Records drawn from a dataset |
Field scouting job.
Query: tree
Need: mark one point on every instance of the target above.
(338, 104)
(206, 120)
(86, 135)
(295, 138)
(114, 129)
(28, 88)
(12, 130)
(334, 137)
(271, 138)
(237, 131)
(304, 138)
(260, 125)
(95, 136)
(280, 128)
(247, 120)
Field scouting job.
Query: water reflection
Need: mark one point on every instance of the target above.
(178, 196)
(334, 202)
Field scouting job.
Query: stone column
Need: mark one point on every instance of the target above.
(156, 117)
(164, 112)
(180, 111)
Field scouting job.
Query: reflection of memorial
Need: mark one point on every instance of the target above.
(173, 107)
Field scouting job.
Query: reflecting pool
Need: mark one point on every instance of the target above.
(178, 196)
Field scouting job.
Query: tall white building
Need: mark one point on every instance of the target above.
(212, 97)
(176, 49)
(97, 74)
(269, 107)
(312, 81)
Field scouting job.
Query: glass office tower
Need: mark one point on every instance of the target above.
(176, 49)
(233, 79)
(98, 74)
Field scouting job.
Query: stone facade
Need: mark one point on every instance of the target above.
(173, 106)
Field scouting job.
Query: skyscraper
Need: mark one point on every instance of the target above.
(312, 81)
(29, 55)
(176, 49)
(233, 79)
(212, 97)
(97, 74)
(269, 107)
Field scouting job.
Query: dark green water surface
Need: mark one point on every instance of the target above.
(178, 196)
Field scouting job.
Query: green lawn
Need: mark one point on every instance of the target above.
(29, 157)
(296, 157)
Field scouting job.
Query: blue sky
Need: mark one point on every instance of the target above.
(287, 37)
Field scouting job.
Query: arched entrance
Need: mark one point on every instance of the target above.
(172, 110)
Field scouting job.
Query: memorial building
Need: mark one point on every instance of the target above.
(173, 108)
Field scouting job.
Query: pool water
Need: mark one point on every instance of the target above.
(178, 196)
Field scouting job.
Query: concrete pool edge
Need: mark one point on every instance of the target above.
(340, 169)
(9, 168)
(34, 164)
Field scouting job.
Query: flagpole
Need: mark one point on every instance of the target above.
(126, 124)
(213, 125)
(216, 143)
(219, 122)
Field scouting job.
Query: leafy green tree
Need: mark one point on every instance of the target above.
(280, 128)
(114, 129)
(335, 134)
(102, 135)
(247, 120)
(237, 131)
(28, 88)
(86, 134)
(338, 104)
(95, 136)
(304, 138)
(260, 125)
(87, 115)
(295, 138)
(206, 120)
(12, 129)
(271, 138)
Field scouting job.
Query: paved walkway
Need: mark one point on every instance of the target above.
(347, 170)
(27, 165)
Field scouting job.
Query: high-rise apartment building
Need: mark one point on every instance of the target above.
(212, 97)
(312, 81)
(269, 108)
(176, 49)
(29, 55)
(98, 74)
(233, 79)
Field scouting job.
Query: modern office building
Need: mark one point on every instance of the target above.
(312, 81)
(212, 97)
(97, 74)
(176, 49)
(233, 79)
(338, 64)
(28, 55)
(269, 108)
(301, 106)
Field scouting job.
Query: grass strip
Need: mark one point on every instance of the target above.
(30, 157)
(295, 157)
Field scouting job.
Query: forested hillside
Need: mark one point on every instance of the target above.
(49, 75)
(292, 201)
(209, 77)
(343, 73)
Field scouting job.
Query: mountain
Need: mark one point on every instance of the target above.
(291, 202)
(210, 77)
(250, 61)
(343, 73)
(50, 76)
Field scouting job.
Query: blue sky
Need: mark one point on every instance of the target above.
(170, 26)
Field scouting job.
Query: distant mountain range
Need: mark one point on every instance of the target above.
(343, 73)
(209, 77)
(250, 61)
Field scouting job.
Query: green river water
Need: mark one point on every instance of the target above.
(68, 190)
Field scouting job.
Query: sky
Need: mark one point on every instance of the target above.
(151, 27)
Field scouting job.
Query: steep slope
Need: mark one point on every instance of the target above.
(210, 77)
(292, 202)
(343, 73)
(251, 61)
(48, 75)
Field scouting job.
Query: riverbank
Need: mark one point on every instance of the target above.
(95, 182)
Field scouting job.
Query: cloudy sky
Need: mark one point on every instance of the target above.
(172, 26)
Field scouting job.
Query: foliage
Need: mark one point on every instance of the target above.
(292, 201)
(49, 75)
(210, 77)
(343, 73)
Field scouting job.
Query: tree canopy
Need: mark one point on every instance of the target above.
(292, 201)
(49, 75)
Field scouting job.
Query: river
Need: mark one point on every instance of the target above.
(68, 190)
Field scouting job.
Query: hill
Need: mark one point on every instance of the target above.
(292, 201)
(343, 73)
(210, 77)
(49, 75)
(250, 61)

What to work on | Set all of the entries down again, exactly as they were given.

Answer |
Field scouting job.
Query: tree
Need: mark one point on every instance of the target above.
(338, 104)
(206, 120)
(86, 135)
(295, 138)
(114, 129)
(28, 88)
(12, 130)
(334, 137)
(271, 138)
(237, 131)
(304, 138)
(260, 125)
(95, 136)
(280, 128)
(247, 120)
Field scouting job.
Query: water reflection
Need: mark one point on every instance of the target above.
(178, 196)
(334, 202)
Field scouting job.
Query: stone column
Need: mark one point on every instance of the target above.
(156, 117)
(164, 112)
(180, 111)
Field scouting job.
Query: reflection of memorial
Need: mark one point on every instance of the target above.
(173, 107)
Field scouting job.
Query: reflecting pool
Need: mark one point on every instance of the target above.
(178, 196)
Field scouting job.
Query: tall white building
Need: mark one point on every instance of the target above.
(212, 97)
(176, 49)
(97, 74)
(269, 107)
(312, 81)
Field scouting job.
Query: glass office tower
Need: mark one point on every instance of the target above.
(176, 49)
(233, 79)
(98, 74)
Field scouting job.
Query: stone facade
Need: mark one point on every instance of the target above.
(173, 106)
Field scouting job.
Query: skyscraper
Need: mark one point on every instance of the target above.
(312, 81)
(29, 55)
(176, 49)
(233, 79)
(212, 97)
(97, 74)
(269, 107)
Field scouting job.
Query: dark green water surface
Need: mark one point on every instance of the target above.
(178, 196)
Field scouting job.
Query: green lawn
Need: mark one point on every instance of the target above.
(29, 157)
(296, 157)
Field scouting job.
Query: blue sky
Need: mark one point on every instance of the target above.
(287, 37)
Field scouting job.
Query: arched entrance
Need: mark one point on every instance of the target above.
(172, 110)
Field scouting job.
Query: memorial building
Need: mark one point on every instance of the target above.
(173, 108)
Field scouting job.
Query: pool water
Need: mark one point on every instance of the target above.
(178, 196)
Field scouting job.
Query: concrete pool edge
Need: mark one point on every instance of the target above.
(340, 169)
(9, 168)
(34, 164)
Field scouting job.
Query: flagpole
Need: mark one point on every instance of the target above.
(126, 124)
(213, 125)
(216, 143)
(219, 122)
Field scouting job.
Query: leafy green tree
Need: mark one point on every instance of the target above.
(280, 128)
(114, 129)
(335, 134)
(102, 135)
(247, 120)
(237, 131)
(28, 88)
(86, 134)
(338, 104)
(95, 136)
(304, 138)
(260, 125)
(87, 115)
(295, 138)
(206, 120)
(12, 129)
(271, 138)
Field scouting job.
Query: paved walkway
Need: mark one point on every instance of the target above.
(347, 170)
(27, 165)
Field scouting job.
Query: high-rise apartment building
Need: mark one point on every instance of the target above.
(212, 97)
(312, 81)
(269, 108)
(176, 49)
(29, 55)
(98, 74)
(233, 79)
Field scouting job.
Query: modern office building
Need: mark one point on every instance of the target above.
(312, 81)
(212, 97)
(97, 74)
(176, 49)
(233, 79)
(338, 64)
(28, 55)
(269, 108)
(301, 106)
Field scouting job.
Query: grass strip
Need: mark one point on every instance of the target above.
(30, 157)
(295, 157)
Field scouting job.
Query: forested hillside
Need: mark one point on every instance of the target above.
(49, 75)
(292, 201)
(209, 77)
(343, 73)
Field scouting job.
Query: mountain
Need: mark one point on every instance of the target above.
(291, 202)
(210, 77)
(250, 61)
(343, 73)
(50, 76)
Field scouting job.
Query: blue sky
Need: mark one point on every instance of the target above.
(170, 26)
Field scouting job.
Query: distant mountain range
Need: mark one point on every instance of the target above.
(343, 73)
(209, 77)
(250, 61)
Field scouting job.
Query: green river water
Need: mark one point on every instance of the target above.
(68, 190)
Field scouting job.
Query: sky
Need: mark one point on every instance of the target above.
(151, 27)
Field scouting job.
Query: steep slope
Need: mark one point on every instance of the target above.
(210, 77)
(292, 202)
(343, 73)
(251, 61)
(48, 75)
Field scouting job.
Query: riverbank
Need: mark one point on every instance of the target above.
(95, 182)
Field scouting job.
Query: cloudy sky
Need: mark one point on every instance of the target above.
(172, 26)
Field scouting job.
Query: foliage
Need: mark one point on every instance of the target above.
(292, 201)
(49, 75)
(210, 77)
(343, 73)
Field scouting job.
Query: tree canopy
Need: mark one point on every instance of the target above.
(292, 201)
(49, 75)
Field scouting job.
Query: river
Need: mark one point on every instance of the target above.
(68, 190)
Field scouting job.
Query: hill
Need: mark one point on every instance of the target above.
(292, 201)
(343, 73)
(210, 77)
(49, 75)
(250, 61)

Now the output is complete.